AIM>
Lay out each line of the records below as a Markdown table with two columns, Row for the row number and Line for the line itself, skipping any blank lines. Leave the pictures out.
··· INFORMATION PROVIDED
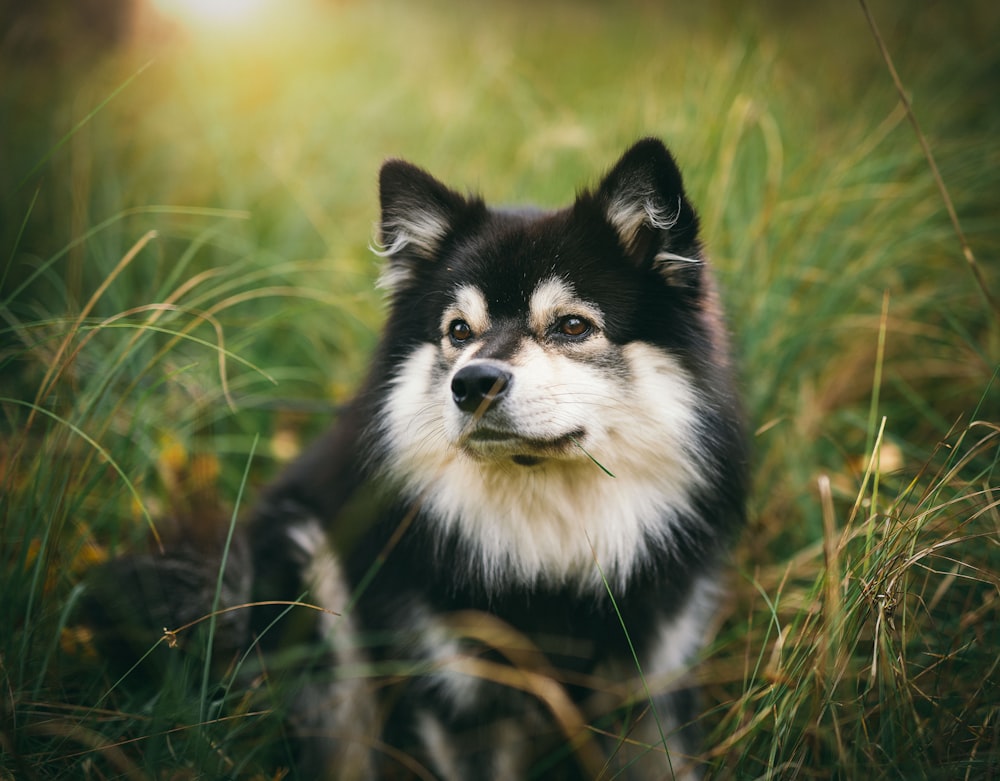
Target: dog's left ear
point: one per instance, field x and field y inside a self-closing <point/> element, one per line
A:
<point x="643" y="199"/>
<point x="419" y="213"/>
······
WRITTEN REPLY>
| Row | Line |
|---|---|
| 1 | Target: dog's left ear |
| 2 | point: one per instance, field x and field y inside a self-closing <point/> element, one per line |
| 3 | A: |
| 4 | <point x="643" y="199"/> |
| 5 | <point x="419" y="213"/> |